- Exercise instructions:
1. From the algorithmic bias text, list every bias in algorithms that the author calls more interesting than training set bias.
2. Copy word for word the passage of the algorithmic bias text starting at "Algorithmic Bias: CPD" and ending at "by the algorithm.".

- Text section:

Algorithmic Bias: CPD or Cute Puppy Delta
September 20, 2016
With the publication of “Weapons of Math Destruction,” algorithmic bias identification has become the new parlor game. I enjoyed the write up with the cute puppy title “For More Proof Algorithms Can Be Biased, Look No Further Than Cute Puppies.”
The main point of the write up struck me as:
If men preferred small dogs and women preferred large dogs, and the researchers used more data from men, then the algorithm would lean towards ranking smaller dogs cuter, because those dogs are better-known by the algorithm.
My immediate reaction is that this type of training set bias is commonplace.
More interesting are the following biases in algorithms:
- Selecting the numerical recipes to use for numerical alchemy
- Sequencing of the chains of numerical recipes
- Threshold settings for the numerical recipes
- Methods for automatic or semi automatic threshold adjustments.
There’s more to bias than meets the eyes of puppy lovers. That’s the CPD or cute puppy delta.
Stephen E Arnold, September 20, 2016
The Case for Algorithmic Equity
September 20, 2016
We know that AI algorithms are skewed by the biases of both their creators and, depending on the application, their users. Social activist Cathy O’Neil addresses the broad consequences to society in her book, Weapons of Math Destruction. Time covers her views in its article, “This Mathematician Says Big Data is Causing a ‘Silent Financial Crisis’.” O’Neil studied mathematics at Harvard, utilized quantitative trading at a hedge-fund, and introduced a targeted-advertising startup. It is fair to say she knows what she is talking about.
More and more businesses and organizations rely on algorithms to make decisions that have big impacts on people’s lives: choices about employment, financial matters, scholarship awards, and where to deploy police officers, for example. Yet, the processes are shrouded in secrecy, and lawmakers are nowhere close to being on top of the issue. There is currently no way to ensure these decisions are anything approaching fair. In fact, the algorithms can create a sort of feedback loop of disadvantage. Reporter Rana Foroohar writes:
Using her deep technical understanding of modeling, she shows how the algorithms used to, say, rank teacher performance are based on exactly the sort of shallow and volatile type of data sets that informed those faulty mortgage models in the run up to 2008. Her work makes particularly disturbing points about how being on the wrong side of an algorithmic decision can snowball in incredibly destructive ways—a young black man, for example, who lives in an area targeted by crime fighting algorithms that add more police to his neighborhood because of higher violent crime rates will necessarily be more likely to be targeted for any petty violation, which adds to a digital profile that could subsequently limit his credit, his job prospects, and so on. Yet neighborhoods more likely to commit white collar crime aren’t targeted in this way.

- Record excerpts:
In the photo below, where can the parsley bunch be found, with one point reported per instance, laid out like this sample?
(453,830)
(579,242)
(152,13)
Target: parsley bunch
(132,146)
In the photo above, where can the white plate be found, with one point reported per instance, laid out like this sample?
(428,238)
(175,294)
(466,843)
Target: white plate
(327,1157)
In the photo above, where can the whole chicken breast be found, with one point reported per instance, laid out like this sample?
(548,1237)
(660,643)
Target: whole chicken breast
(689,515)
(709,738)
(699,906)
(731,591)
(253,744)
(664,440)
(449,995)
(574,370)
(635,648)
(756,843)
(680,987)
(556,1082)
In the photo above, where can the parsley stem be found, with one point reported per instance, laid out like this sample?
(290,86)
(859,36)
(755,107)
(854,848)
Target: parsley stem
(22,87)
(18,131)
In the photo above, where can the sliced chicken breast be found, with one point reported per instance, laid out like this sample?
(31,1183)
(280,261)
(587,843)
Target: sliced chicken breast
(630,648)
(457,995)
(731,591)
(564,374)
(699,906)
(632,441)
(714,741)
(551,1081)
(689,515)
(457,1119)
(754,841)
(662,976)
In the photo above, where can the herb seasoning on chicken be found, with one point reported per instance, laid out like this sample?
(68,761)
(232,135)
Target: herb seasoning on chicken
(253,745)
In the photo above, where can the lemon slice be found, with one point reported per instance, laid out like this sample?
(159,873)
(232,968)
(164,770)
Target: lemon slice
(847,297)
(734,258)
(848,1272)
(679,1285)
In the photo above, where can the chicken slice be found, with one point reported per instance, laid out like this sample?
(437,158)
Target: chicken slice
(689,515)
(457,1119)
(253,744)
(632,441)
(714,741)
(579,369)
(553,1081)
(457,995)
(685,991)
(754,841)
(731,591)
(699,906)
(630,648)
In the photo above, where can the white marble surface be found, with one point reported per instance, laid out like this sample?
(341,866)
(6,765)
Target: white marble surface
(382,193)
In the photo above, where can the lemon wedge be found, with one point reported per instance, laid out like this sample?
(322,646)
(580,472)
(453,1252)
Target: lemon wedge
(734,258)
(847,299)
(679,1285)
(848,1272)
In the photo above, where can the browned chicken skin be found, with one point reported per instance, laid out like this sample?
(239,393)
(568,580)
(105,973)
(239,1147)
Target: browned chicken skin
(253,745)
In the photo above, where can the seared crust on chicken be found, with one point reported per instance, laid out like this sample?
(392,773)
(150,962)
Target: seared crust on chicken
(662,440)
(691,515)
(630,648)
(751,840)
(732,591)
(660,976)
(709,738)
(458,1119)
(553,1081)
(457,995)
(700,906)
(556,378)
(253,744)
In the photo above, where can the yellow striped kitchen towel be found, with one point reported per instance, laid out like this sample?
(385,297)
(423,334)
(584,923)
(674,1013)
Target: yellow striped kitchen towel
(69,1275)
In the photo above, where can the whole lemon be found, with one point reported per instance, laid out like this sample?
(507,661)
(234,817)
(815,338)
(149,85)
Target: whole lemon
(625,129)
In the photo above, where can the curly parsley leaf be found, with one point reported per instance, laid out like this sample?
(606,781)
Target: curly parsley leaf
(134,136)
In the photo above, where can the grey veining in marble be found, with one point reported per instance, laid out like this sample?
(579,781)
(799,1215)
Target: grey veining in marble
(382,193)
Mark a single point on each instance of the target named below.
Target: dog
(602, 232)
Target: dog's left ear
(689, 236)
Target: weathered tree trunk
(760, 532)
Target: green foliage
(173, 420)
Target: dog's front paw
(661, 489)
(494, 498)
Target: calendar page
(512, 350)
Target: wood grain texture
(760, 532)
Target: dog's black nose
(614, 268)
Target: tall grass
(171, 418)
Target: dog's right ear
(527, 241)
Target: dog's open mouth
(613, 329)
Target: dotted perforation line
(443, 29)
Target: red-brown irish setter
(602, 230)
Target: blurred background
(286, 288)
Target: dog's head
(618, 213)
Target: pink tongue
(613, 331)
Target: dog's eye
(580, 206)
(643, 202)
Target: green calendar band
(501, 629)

- Final answers:
1.
- Selecting the numerical recipes to use for numerical alchemy
- Sequencing of the chains of numerical recipes
- Threshold settings for the numerical recipes
- Methods for automatic or semi automatic threshold adjustments

2.
Algorithmic Bias: CPD or Cute Puppy Delta
September 20, 2016
With the publication of “Weapons of Math Destruction,” algorithmic bias identification has become the new parlor game. I enjoyed the write up with the cute puppy title “For More Proof Algorithms Can Be Biased, Look No Further Than Cute Puppies.”
The main point of the write up struck me as:
If men preferred small dogs and women preferred large dogs, and the researchers used more data from men, then the algorithm would lean towards ranking smaller dogs cuter, because those dogs are better-known by the algorithm.